* **Texto proporcionado**:
····················

Este dossier es una selección de sólo 20 casos, considerados representativos, a través de los cuales se pretende visibilizar las diversas situaciones que las comunidades deben afrontar día a día. Los reportajes fueron elaborados por un equipo periodístico seleccionado cuidadosamente por su compromiso con los derechos humanos y el medio ambiente.

El documento está dividido en tres columnas principales: asuntos forestales, donde se desarrollan las problemáticas de deforestación e incendios forestales; agronegocio, que abarca la fumigación de la soja y su impacto social y ambiental, las empresas y derechos humanos, así como la titulación y asuntos de la tierra. Por último, se habla sobre los derechos básicos universales, haciendo foco en el acceso al agua y su vínculo con la salud.

En la fase inicial se realizó un proceso de talleres con el objetivo de que las distintas organizaciones y asociaciones de la sociedad civil locales manifiesten, en primera voz, las distintas situaciones y problemáticas a las que se enfrentan sobre sus derechos humanos, cómo esto afecta al medio ambiente. Este proceso demostró, una vez más, como a lo largo de las últimas décadas, la deforestación se ha convertido en un elemento recurrente en lo que se refiere a violaciones a los derechos humanos. El factor común es que las víctimas principales son comunidades rurales, indígenas y campesinas de las regiones Oriental y Occidental del país, con diferentes matices.

Si bien son regiones diferentes en cuanto a biodiversidad, son parecidas en los problemas que acarrean los desmontes para las comunidades; como la pérdida de sus servicios ecosistémicos y la migración forzada a zonas urbanas. Los bosques nativos además sirven de hogar para la sobrevivencia socio-cultural y la subsistencia económica de varias comunidades indígenas.

Las actividades económicas ligadas a la agricultura y la ganadería requieren de muchas hectáreas para su crecimiento y se expanden con tanta fuerza en la región Oriental, que en 2004, con apenas 20% del Bosque Atlántico del Alto Paraná (BAAPA) en pie, el Estado paraguayo se vio obligado a emitir una legislación para evitar la destrucción total de los bosques. Así nació la conocida “Ley de deforestación cero” promulgada ese mismo año y cuya última renovación se logró a finales de 2020, asegurando su vigencia hasta 2030.

El Bosque Atlántico del Alto Paraná es una ecorregión que forma parte de las 200 más importantes del mundo, identificada así por la propia Organización de las Naciones Unidas (ONU). El BAAPA cubre 10 de los 14 departamentos de esta región y a pesar de normativas en contra, cada año, sigue siendo víctima de deforestación, fragmentación y degradación de los remanentes boscosos.

····················

* **Solicitud escrita 1**: Según el texto, ¿hasta qué año quedó asegurada la vigencia de la «Ley de deforestación cero» con su última renovación?
* **Solicitud escrita 2**: Devuelva sin alteraciones el fragmento del texto que comienza con "Este dossier es" y sigue hasta "el medio ambiente.".
Responda basándose exclusivamente en el texto.

Registros:
····················

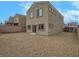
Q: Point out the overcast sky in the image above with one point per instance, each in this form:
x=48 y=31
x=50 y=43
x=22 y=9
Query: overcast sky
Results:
x=69 y=9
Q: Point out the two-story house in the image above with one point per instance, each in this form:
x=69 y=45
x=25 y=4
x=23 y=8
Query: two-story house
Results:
x=17 y=20
x=44 y=19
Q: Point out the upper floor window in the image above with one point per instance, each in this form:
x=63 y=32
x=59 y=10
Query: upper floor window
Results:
x=40 y=12
x=41 y=26
x=31 y=15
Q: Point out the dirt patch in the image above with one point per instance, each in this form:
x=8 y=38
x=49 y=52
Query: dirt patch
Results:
x=24 y=44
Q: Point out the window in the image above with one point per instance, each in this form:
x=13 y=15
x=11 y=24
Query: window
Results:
x=51 y=25
x=31 y=14
x=40 y=12
x=29 y=27
x=41 y=26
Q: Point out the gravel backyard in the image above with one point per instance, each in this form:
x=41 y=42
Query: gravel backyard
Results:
x=24 y=44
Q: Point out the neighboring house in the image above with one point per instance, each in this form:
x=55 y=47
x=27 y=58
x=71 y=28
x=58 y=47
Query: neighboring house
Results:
x=17 y=20
x=44 y=19
x=71 y=27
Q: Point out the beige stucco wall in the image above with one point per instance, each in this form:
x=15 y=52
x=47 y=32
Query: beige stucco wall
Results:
x=21 y=21
x=46 y=19
x=56 y=21
x=38 y=20
x=77 y=32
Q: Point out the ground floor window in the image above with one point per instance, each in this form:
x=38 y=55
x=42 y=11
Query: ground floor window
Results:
x=29 y=27
x=51 y=25
x=41 y=26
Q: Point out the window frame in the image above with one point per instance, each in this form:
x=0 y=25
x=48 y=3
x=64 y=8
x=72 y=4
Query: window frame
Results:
x=39 y=12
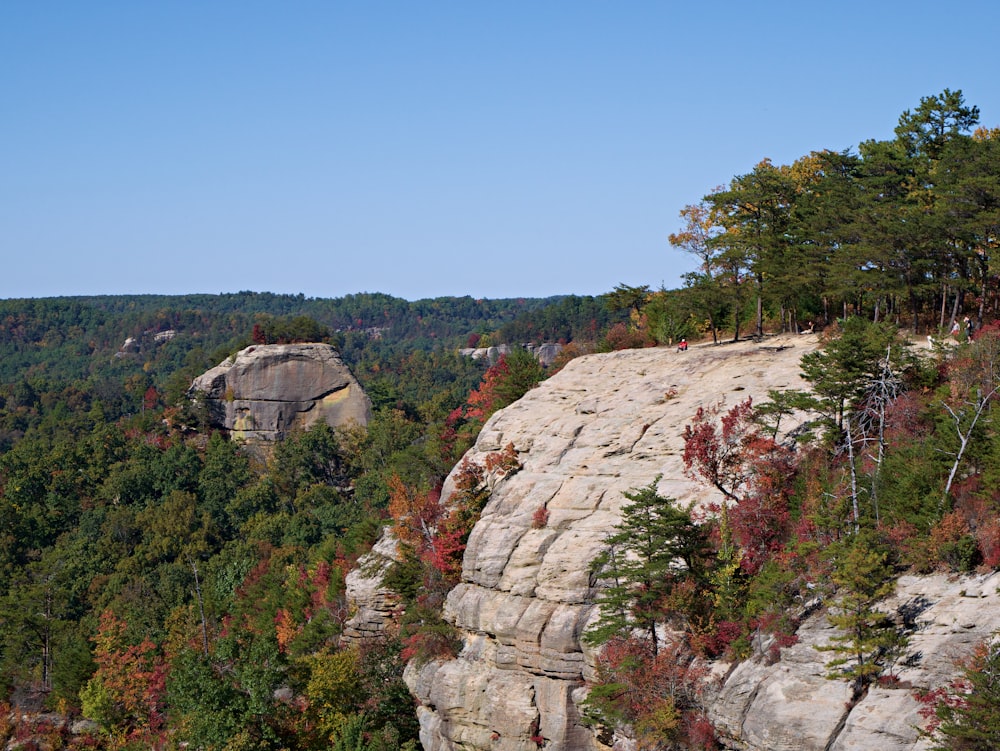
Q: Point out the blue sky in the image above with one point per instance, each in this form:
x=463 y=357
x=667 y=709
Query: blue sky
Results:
x=427 y=148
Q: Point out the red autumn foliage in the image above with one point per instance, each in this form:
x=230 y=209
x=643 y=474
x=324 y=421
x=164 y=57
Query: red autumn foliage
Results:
x=485 y=400
x=134 y=675
x=751 y=470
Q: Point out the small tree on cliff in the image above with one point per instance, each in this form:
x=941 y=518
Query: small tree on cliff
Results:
x=869 y=641
x=651 y=561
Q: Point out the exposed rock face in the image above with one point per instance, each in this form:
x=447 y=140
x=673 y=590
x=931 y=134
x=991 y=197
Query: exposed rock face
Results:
x=544 y=353
x=266 y=391
x=606 y=424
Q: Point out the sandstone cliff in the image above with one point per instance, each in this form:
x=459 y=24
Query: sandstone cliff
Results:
x=605 y=424
x=266 y=391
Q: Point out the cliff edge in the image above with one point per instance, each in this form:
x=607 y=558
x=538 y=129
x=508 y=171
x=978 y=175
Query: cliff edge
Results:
x=604 y=425
x=266 y=391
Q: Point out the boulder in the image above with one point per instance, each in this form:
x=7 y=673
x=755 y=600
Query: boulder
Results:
x=604 y=425
x=266 y=391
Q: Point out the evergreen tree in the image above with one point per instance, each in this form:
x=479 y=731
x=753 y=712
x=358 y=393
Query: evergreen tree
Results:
x=654 y=550
x=869 y=640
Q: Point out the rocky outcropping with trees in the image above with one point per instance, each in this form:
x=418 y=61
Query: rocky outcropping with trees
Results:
x=265 y=392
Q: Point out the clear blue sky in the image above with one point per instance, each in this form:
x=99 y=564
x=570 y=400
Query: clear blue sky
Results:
x=493 y=149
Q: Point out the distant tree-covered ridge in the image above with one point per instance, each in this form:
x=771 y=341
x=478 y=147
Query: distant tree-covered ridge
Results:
x=905 y=229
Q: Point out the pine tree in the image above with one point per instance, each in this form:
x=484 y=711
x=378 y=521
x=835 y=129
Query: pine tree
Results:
x=869 y=639
x=655 y=549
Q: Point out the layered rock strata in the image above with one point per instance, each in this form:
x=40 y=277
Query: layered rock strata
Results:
x=266 y=391
x=606 y=424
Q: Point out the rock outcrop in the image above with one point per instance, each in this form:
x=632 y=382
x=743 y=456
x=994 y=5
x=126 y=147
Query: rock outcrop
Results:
x=604 y=425
x=266 y=391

····················

* **Respuesta completa 1**: Hasta 2030.

* **Respuesta completa 2**:
Este dossier es una selección de sólo 20 casos, considerados representativos, a través de los cuales se pretende visibilizar las diversas situaciones que las comunidades deben afrontar día a día. Los reportajes fueron elaborados por un equipo periodístico seleccionado cuidadosamente por su compromiso con los derechos humanos y el medio ambiente.